*Brano proposto*.
------------------------------------------------------------------------

I segni e i sintomi della berilliosi cronica sono spesso simili a quelli della sarcoidosi.
Diagnosi della berilliosi
Anamnesi di esposizione al berillio
Diagnostica per immagini (radiografia o tomografia computerizzata) del torace
Test per la sensibilizzazione al berillio
Una radiografia del torace può essere normale o mostrare anomalie, spesso simili a quelle osservate nei soggetti con sarcoidosi. La tomografia computerizzata toracica ad alta risoluzione è più sensibile della radiografia, sebbene i soggetti con berilliosi possano avere risultati normali agli esami di diagnostica per immagini.
I risultati dei test di funzionalità polmonare variano e possono mostrare limitazioni, ridotta capacità di diffusione del monossido di carbonio (Diffusion Lung CO, DLCO) e/o ostruzione nei soggetti con berilliosi.
Un esame chiamato BeLPT, in cui i linfociti (un tipo di globuli bianchi) ottenuti da un campione di sangue o di liquido ottenuto attraverso il lavaggio broncoalveolare vengono sottoposti a coltura con solfato di berillio, viene utilizzato per rilevare la sensibilizzazione al berillio. Tuttavia, il test BeLPT non è ampiamente disponibile.
Diagnosticare la berilliosi può essere difficoltoso. Tuttavia, i medici possono formulare una diagnosi di probabile berilliosi sulla base di varie combinazioni di criteri diagnostici, tra cui anamnesi di esposizione, diagnostica per immagini del torace, risultati anomali dei test di funzionalità polmonare, risultati anomali del BeLPT e biopsia polmonare. Alcuni risultati, come un’anomalia al BeLPT, forniscono una maggiore certezza diagnostica rispetto ad altri, come le alterazioni radiografiche aspecifiche.

------------------------------------------------------------------------

*Estratto dei dati*.

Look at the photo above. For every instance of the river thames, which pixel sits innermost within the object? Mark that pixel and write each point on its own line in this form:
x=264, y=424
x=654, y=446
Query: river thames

------------------------------------------------------------------------

*Istruzioni del compito*. Indica quale esame di diagnostica per immagini del torace è più sensibile della radiografia secondo il brano proposto.

*Area di risposta*. La tomografia computerizzata toracica ad alta risoluzione.